Given data →
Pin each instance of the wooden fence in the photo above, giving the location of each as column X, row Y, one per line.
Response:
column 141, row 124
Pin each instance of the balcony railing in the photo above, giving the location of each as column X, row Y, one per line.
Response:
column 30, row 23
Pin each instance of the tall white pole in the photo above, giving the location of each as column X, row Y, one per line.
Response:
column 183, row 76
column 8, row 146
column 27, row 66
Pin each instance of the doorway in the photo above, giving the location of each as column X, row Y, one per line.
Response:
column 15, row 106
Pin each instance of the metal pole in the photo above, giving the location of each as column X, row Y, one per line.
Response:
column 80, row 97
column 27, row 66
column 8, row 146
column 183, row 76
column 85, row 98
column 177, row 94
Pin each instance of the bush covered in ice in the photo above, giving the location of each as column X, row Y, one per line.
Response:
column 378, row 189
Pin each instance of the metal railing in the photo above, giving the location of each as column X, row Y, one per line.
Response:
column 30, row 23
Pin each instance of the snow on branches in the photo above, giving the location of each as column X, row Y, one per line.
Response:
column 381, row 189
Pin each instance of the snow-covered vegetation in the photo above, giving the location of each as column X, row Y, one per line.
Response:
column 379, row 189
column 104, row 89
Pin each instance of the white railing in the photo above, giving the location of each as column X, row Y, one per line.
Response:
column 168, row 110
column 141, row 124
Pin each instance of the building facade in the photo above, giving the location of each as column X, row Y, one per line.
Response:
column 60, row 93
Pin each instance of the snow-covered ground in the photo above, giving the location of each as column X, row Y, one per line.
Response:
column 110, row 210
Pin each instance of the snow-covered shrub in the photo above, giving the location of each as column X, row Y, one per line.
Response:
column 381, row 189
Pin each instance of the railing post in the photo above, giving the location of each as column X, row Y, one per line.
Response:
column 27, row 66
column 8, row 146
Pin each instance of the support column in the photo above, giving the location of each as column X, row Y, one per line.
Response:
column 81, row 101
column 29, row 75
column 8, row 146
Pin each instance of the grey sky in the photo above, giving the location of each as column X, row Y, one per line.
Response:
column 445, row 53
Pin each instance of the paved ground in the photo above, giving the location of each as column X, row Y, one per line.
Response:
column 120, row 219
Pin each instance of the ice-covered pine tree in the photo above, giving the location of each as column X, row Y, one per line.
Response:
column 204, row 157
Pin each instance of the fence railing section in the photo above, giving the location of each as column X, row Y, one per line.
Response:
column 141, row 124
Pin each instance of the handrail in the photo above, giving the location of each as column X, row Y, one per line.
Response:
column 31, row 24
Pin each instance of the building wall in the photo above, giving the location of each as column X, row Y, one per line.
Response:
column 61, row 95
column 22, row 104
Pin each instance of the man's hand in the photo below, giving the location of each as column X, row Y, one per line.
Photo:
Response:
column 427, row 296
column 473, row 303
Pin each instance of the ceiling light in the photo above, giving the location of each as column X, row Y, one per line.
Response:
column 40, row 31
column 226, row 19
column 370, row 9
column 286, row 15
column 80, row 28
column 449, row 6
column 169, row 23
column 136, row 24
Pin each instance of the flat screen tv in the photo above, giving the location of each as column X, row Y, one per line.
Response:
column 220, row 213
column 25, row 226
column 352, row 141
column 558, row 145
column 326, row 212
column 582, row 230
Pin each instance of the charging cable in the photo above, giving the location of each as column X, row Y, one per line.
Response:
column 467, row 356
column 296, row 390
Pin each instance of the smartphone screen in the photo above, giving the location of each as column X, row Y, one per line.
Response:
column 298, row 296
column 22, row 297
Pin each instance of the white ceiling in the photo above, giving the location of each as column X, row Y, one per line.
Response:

Task details → Exactly as shown, repeat every record.

Completed exercise →
Pin each instance of the wooden fence in the photo above, giving the location of each as column X, row Y, one per line.
Response:
column 141, row 124
Pin each instance of the balcony railing in the photo above, giving the location of each as column X, row Y, one per line.
Response:
column 30, row 23
Pin each instance of the tall white pole in the photo above, giving the location of each as column X, row Y, one per line.
Response:
column 183, row 76
column 8, row 146
column 27, row 66
Pin each instance of the doorway in the photo above, giving the location of each as column X, row Y, one per line.
Response:
column 15, row 106
Pin each instance of the metal pole in the photo above, giving the location of each as column X, row Y, one per line.
Response:
column 80, row 97
column 27, row 66
column 8, row 146
column 183, row 76
column 85, row 98
column 177, row 94
Pin each instance of the bush covered in ice in the photo above, giving the location of each as column X, row Y, one per line.
Response:
column 378, row 189
Pin each instance of the metal railing in the photo above, giving the location of each as column X, row Y, one per line.
Response:
column 30, row 23
Pin each instance of the snow on branches in the photo above, giving the location of each as column X, row Y, one per line.
Response:
column 381, row 189
Pin each instance of the snow-covered vegetation in the photo above, giving the location of each as column X, row Y, one per line.
Response:
column 379, row 189
column 104, row 89
Pin each instance of the white railing in the photo above, giving the location of each as column X, row Y, one per line.
Response:
column 168, row 110
column 141, row 124
Pin each instance of the building facade in the photo above, giving the location of each as column X, row Y, one per line.
Response:
column 60, row 93
Pin each instance of the snow-covered ground in the photo above, giving the location of each as column X, row Y, one per line.
Response:
column 110, row 210
Pin each instance of the snow-covered shrub in the photo above, giving the location of each as column X, row Y, one per line.
Response:
column 381, row 189
Pin each instance of the railing post in the photo above, giving the location of each as column X, row Y, one per line.
Response:
column 27, row 66
column 8, row 146
Pin each instance of the support column in the photo above, giving the location of each as column X, row Y, one per line.
Response:
column 81, row 101
column 29, row 75
column 8, row 146
Pin each instance of the grey sky in the photo above, giving the location of each as column X, row Y, one per line.
Response:
column 445, row 53
Pin each instance of the paved ground in the photo above, giving the location of each as column X, row Y, one per line.
Response:
column 120, row 219
Pin each instance of the ice-covered pine tree in the photo above, giving the location of each as column X, row Y, one per line.
Response:
column 204, row 157
Pin each instance of the fence railing section in the photo above, giving the location of each as column X, row Y, one per line.
Response:
column 141, row 124
Pin each instance of the handrail in the photo above, giving the location of each as column X, row Y, one per line.
Response:
column 31, row 24
Pin each instance of the building wall in the photo above, giving the location of each as column X, row Y, one per line.
Response:
column 61, row 95
column 22, row 104
Pin each instance of the man's hand in the photo below, giving the location of each as column X, row Y, one per line.
Photo:
Response:
column 427, row 296
column 473, row 303
Pin each instance of the ceiling light in the photo above, giving the location of each as column X, row Y, one per line.
Response:
column 40, row 31
column 226, row 19
column 370, row 9
column 286, row 15
column 80, row 28
column 449, row 6
column 169, row 23
column 136, row 24
Pin each instance of the flat screen tv in the photo above, giving the location of each as column X, row Y, one per line.
Response:
column 220, row 213
column 25, row 226
column 352, row 141
column 558, row 145
column 326, row 212
column 582, row 230
Pin each instance of the charging cable in the photo above, giving the location of each as column X, row Y, one per line.
Response:
column 467, row 356
column 296, row 390
Pin each instance of the smartphone screen in the photo above, giving the location of each as column X, row Y, one per line.
Response:
column 298, row 296
column 22, row 297
Pin each instance of the white ceiling in the photo above, giving the location of each as column X, row Y, one per line.
Response:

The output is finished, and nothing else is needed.